* _Texto de lectura_
§
Pero, poco a poco, esa ilusión se apagó.
David comenzó a alejarse de nosotros. Alrededor de los dos años y medio, se refugió en sí mismo, ignorando por completo a todos a su alrededor. Dejó de responder a su nombre, su habla disminuyó y apenas se comunicaba con frases fijas, repitiendo diálogos de sus programas favoritos.
Una nueva realidad

Sentí que estaba fallando como padre. Imagen: Shutterstock
Fue desgarrador, como si nos hubieran quitado al hijo que tanto amábamos. No podía entender por qué no podía conectar con mi propio hijo. Así que decidí acudir a profesionales de la salud mental.
Las visitas a los especialistas trajeron una ola de diagnósticos: trastorno del espectro autista, discapacidad intelectual y trastorno por déficit de atención e hiperactividad (TDAH).
Nos vimos inmersos en un mundo de terapias e intervenciones, todo ello mientras afrontábamos los desafíos de una pandemia mundial que hacía imposible asistir a la Iglesia, y que inconscientemente nos alejaban de nuestra fe entre tantos cambios.
Si bien la terapia ocupacional y conductual han ayudado a David a estar más presente e interactivo, todavía no ha alcanzado el nivel que recordamos de los dos primeros años de su vida, y mucho menos al de un niño neurotípico de su edad.
§
* _Entradas del conjunto_
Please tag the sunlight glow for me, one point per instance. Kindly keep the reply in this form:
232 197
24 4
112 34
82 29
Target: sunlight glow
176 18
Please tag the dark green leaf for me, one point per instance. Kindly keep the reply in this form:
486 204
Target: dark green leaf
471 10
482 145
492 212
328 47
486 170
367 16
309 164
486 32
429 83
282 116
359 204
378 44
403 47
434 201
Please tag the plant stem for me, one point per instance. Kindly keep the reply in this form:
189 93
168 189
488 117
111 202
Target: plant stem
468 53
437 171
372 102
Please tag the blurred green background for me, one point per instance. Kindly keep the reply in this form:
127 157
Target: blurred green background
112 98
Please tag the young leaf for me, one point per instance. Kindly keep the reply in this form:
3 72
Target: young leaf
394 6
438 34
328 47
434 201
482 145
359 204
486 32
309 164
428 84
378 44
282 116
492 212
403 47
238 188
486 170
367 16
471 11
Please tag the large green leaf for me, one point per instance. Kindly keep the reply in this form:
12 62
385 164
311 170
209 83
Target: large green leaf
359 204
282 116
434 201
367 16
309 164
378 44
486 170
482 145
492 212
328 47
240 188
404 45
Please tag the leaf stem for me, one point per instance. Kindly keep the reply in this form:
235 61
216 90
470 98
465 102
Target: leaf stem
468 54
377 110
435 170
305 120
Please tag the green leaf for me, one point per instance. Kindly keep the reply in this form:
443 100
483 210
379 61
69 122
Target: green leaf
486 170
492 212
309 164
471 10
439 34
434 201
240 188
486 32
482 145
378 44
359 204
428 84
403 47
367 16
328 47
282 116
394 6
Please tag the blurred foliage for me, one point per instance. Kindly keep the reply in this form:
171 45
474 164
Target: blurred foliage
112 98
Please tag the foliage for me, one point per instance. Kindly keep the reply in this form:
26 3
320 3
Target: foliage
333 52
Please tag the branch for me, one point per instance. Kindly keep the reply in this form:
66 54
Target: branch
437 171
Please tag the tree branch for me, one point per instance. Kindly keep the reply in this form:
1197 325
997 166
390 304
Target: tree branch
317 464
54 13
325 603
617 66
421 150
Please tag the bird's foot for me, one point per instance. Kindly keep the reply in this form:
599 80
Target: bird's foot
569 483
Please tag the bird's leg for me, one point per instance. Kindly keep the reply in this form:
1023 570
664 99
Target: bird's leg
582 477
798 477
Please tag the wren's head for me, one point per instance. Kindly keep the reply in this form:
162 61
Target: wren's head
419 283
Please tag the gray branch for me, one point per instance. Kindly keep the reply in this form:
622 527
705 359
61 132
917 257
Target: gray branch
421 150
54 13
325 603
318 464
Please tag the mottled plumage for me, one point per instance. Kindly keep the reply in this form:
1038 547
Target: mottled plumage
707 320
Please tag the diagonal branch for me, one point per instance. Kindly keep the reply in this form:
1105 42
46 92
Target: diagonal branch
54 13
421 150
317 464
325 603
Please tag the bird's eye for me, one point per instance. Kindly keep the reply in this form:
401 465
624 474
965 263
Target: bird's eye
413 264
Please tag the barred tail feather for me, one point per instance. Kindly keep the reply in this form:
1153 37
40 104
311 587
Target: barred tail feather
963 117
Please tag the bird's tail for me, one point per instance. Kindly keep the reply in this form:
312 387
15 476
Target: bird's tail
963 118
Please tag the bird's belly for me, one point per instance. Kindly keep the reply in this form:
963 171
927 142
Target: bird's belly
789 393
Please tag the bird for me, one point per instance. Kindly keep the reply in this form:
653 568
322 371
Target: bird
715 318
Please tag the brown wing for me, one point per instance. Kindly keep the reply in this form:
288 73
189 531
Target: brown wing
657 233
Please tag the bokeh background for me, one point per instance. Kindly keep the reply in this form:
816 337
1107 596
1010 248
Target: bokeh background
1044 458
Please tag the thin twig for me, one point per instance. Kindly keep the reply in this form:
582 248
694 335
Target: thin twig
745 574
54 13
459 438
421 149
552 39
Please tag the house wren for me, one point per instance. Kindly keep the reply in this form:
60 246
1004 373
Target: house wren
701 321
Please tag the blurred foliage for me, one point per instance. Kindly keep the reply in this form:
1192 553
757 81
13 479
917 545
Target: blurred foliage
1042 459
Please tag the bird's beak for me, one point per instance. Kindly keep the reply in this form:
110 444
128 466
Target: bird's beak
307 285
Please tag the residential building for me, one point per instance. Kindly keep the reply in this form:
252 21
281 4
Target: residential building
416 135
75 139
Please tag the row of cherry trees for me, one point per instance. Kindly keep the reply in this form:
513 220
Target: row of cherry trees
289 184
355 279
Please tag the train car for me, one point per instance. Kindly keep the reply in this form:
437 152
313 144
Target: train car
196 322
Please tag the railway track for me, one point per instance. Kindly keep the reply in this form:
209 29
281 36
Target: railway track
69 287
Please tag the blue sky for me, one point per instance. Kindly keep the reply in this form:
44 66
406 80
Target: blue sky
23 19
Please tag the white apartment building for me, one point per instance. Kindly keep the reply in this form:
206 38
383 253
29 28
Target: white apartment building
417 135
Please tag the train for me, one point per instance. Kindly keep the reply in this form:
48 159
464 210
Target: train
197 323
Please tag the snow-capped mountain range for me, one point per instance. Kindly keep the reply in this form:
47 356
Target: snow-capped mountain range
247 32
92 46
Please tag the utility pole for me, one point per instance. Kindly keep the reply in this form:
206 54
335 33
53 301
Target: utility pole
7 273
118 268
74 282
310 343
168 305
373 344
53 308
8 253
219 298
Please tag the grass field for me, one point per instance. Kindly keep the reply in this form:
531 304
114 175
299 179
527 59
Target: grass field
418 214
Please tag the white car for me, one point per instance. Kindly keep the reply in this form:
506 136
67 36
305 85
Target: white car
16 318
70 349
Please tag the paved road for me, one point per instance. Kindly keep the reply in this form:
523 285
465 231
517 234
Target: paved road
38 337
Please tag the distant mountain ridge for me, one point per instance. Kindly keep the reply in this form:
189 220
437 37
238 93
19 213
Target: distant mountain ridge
§
* _Instrucción de trabajo A_
Según el relato sobre David, ¿qué diagnósticos recibió tras las visitas a los especialistas?
* _Instrucción de trabajo B_
Sustituye "especialistas" por "médicos" en el relato sobre David y copia el fragmento que va desde "Sentí que estaba" hasta "entre tantos cambios.", ambos incluidos.
* _Instrucción de trabajo C_
Continúa el relato sobre David a partir del punto en que termina.
Las entradas no tienen ningún papel en esto.

* _Respuesta A_
Trastorno del espectro autista, discapacidad intelectual y trastorno por déficit de atención e hiperactividad (TDAH).

* _Respuesta B_
Sentí que estaba fallando como padre. Imagen: Shutterstock
Fue desgarrador, como si nos hubieran quitado al hijo que tanto amábamos. No podía entender por qué no podía conectar con mi propio hijo. Así que decidí acudir a profesionales de la salud mental.
Las visitas a los médicos trajeron una ola de diagnósticos: trastorno del espectro autista, discapacidad intelectual y trastorno por déficit de atención e hiperactividad (TDAH).
Nos vimos inmersos en un mundo de terapias e intervenciones, todo ello mientras afrontábamos los desafíos de una pandemia mundial que hacía imposible asistir a la Iglesia, y que inconscientemente nos alejaban de nuestra fe entre tantos cambios.

* _Respuesta C_
Aunque me esforzaba por buscar los mejores recursos clínicos para su desarrollo; en medio de los consejos médicos, me di cuenta que todavía no había acudido a la fuente de sanación más poderosa que existe en la Tierra.
Necesitaba acudir a mi Salvador.
Pero recurrir a Él no fue sencillo. Porque, primero, tenía que aceptar esta nueva realidad y deconstruir ese ideal de que había perdido a mi familia ‘perfecta’.
Comprender su singularidad

Nadie nos entiende mejor que Él. «El Buen Pastor», por Youngsung Kim
¿Acaso las limitaciones de mi hijo lo hacían menos valioso? Sabía que no, aunque me llevó tiempo comprenderlo.
Mientras otros padres podían compartir entre ellos consejos y experiencias de crianza, yo estaba limitado a escuchar a médicos y terapeutas. Pero era porque mi David es un niño único con desafíos particulares.
Mi hijo, verdaderamente, es especial.
Y aunque él no podía entender totalmente lo que significa vivir en este mundo, yo sí podía intentar sumergirme en su realidad. Pero no podía hacerlo solo.
Cristo es el único Ser capaz de entender a la perfección a cada uno de nosotros, porque —precisamente— Él vivió y experimentó todos los pesares, dolores, debilidades, enfermedades y tormentos que aquejan a la humanidad. Y Él podía ayudarme a comprender a mi David.
Aunque teníamos miedo de convertirnos en una ‘carga’ para nuestro barrio, con mi esposa oramos y estudiamos las Escrituras con diligencia para obtener el valor de regresar y confiar en que hallaríamos un espacio seguro para nosotros y David.
Y se me acaban las palabras para expresar mi gratitud a nuestro barrio.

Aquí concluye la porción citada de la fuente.